▸ The exercise
Could you put every line of the listing below into a JSON array of strings, one string per line, skipping blank lines? Omit the pictures.

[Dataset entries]
* Start *

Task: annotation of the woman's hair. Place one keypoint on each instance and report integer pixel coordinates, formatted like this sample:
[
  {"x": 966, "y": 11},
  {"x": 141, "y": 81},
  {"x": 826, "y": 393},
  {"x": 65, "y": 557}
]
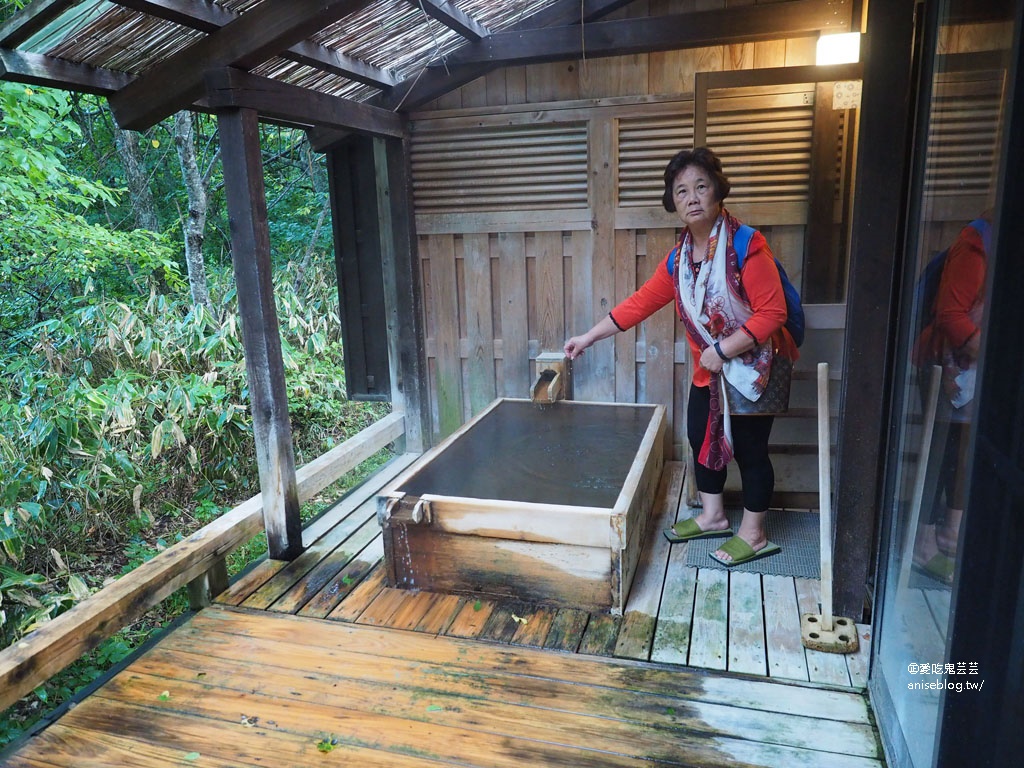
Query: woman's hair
[{"x": 704, "y": 159}]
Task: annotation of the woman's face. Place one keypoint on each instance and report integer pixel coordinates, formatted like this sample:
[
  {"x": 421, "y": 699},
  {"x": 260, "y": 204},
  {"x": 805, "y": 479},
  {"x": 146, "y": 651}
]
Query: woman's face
[{"x": 694, "y": 195}]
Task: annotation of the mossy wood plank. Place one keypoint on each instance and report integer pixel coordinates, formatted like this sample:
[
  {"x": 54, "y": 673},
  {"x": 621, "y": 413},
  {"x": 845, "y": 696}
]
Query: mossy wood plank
[
  {"x": 709, "y": 638},
  {"x": 414, "y": 728},
  {"x": 471, "y": 619},
  {"x": 249, "y": 582},
  {"x": 534, "y": 630},
  {"x": 785, "y": 651},
  {"x": 601, "y": 634},
  {"x": 637, "y": 631},
  {"x": 387, "y": 602},
  {"x": 345, "y": 581},
  {"x": 358, "y": 496},
  {"x": 672, "y": 638},
  {"x": 400, "y": 708},
  {"x": 446, "y": 388},
  {"x": 479, "y": 365},
  {"x": 625, "y": 343},
  {"x": 440, "y": 614},
  {"x": 301, "y": 565},
  {"x": 352, "y": 606},
  {"x": 821, "y": 667},
  {"x": 352, "y": 671},
  {"x": 515, "y": 336},
  {"x": 747, "y": 625},
  {"x": 743, "y": 692},
  {"x": 566, "y": 630},
  {"x": 660, "y": 334},
  {"x": 412, "y": 609},
  {"x": 653, "y": 499},
  {"x": 550, "y": 288},
  {"x": 502, "y": 568},
  {"x": 326, "y": 570},
  {"x": 501, "y": 625}
]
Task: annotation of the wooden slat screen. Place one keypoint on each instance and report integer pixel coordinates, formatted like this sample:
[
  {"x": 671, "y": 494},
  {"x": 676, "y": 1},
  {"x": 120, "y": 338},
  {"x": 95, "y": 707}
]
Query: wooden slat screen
[
  {"x": 645, "y": 145},
  {"x": 764, "y": 140},
  {"x": 500, "y": 168},
  {"x": 964, "y": 136}
]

* End *

▸ The reply
[
  "Task: annotation of the woman's hair. Place one keypoint on each instance and report integer pixel coordinates, formatted like this sample:",
  "[",
  "  {\"x\": 966, \"y\": 11},",
  "  {\"x\": 141, \"y\": 81},",
  "  {\"x\": 826, \"y\": 393},",
  "  {\"x\": 65, \"y\": 557}",
  "]",
  "Query: woman's hair",
  "[{\"x\": 704, \"y\": 159}]",
  "Task: annotation of the woman's face. Place one keypoint on each instance and report integer pixel coordinates, formatted like this sample:",
  "[",
  "  {\"x\": 421, \"y\": 699},",
  "  {\"x\": 260, \"y\": 204},",
  "  {\"x\": 805, \"y\": 479},",
  "  {\"x\": 146, \"y\": 651}",
  "]",
  "Query: woman's face",
  "[{\"x\": 694, \"y\": 195}]",
  "Task: annotation of the mossy wood plank. Place one keypoint on each instance and report integer pixel coordinates, formatted like this sample:",
  "[",
  "  {\"x\": 54, \"y\": 673},",
  "  {\"x\": 621, \"y\": 413},",
  "  {\"x\": 845, \"y\": 696}",
  "]",
  "Query: mossy wood plank",
  "[",
  "  {\"x\": 709, \"y\": 638},",
  "  {\"x\": 414, \"y\": 728},",
  "  {\"x\": 471, \"y\": 619},",
  "  {\"x\": 249, \"y\": 582},",
  "  {\"x\": 534, \"y\": 630},",
  "  {\"x\": 785, \"y\": 651},",
  "  {\"x\": 601, \"y\": 634},",
  "  {\"x\": 637, \"y\": 631},",
  "  {\"x\": 387, \"y\": 602},",
  "  {\"x\": 345, \"y\": 581},",
  "  {\"x\": 358, \"y\": 496},",
  "  {\"x\": 672, \"y\": 638},",
  "  {\"x\": 400, \"y\": 708},",
  "  {\"x\": 446, \"y\": 388},",
  "  {\"x\": 479, \"y\": 365},",
  "  {\"x\": 625, \"y\": 343},",
  "  {\"x\": 440, \"y\": 614},",
  "  {\"x\": 301, \"y\": 565},",
  "  {\"x\": 352, \"y\": 606},",
  "  {\"x\": 821, \"y\": 667},",
  "  {\"x\": 352, \"y\": 671},",
  "  {\"x\": 515, \"y\": 336},",
  "  {\"x\": 747, \"y\": 625},",
  "  {\"x\": 743, \"y\": 692},",
  "  {\"x\": 566, \"y\": 630},",
  "  {\"x\": 660, \"y\": 334},",
  "  {\"x\": 412, \"y\": 609},",
  "  {\"x\": 653, \"y\": 499},",
  "  {\"x\": 550, \"y\": 288},",
  "  {\"x\": 502, \"y\": 568},",
  "  {\"x\": 326, \"y\": 570},",
  "  {\"x\": 501, \"y\": 625}",
  "]",
  "Task: annotation of the wooden slat screen. Place one keypoint on each instance and report integer pixel coordinates, formatted like this sample:",
  "[",
  "  {\"x\": 671, \"y\": 494},",
  "  {\"x\": 676, \"y\": 1},",
  "  {\"x\": 120, \"y\": 338},",
  "  {\"x\": 95, \"y\": 707}",
  "]",
  "Query: wooden slat screen",
  "[",
  "  {\"x\": 645, \"y\": 145},",
  "  {\"x\": 764, \"y\": 140},",
  "  {\"x\": 500, \"y\": 168},",
  "  {\"x\": 964, \"y\": 136}",
  "]"
]